| Available records |
Content starts

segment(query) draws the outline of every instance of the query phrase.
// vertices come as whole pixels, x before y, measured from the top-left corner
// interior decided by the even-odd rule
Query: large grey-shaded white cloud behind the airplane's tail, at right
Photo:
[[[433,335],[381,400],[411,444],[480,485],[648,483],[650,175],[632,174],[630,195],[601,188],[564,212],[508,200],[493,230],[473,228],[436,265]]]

Content ends

| Task brief |
Write the data back out verbatim.

| Written response |
segment(query) draws the outline of every instance of the query phrase.
// vertices come as whole pixels, x before y, measured from the top-left corner
// interior decided by the even-odd rule
Query: large grey-shaded white cloud behind the airplane's tail, at right
Photo:
[[[433,335],[381,400],[411,444],[480,485],[648,483],[650,175],[632,174],[630,195],[601,188],[564,212],[508,200],[493,230],[473,228],[436,265]]]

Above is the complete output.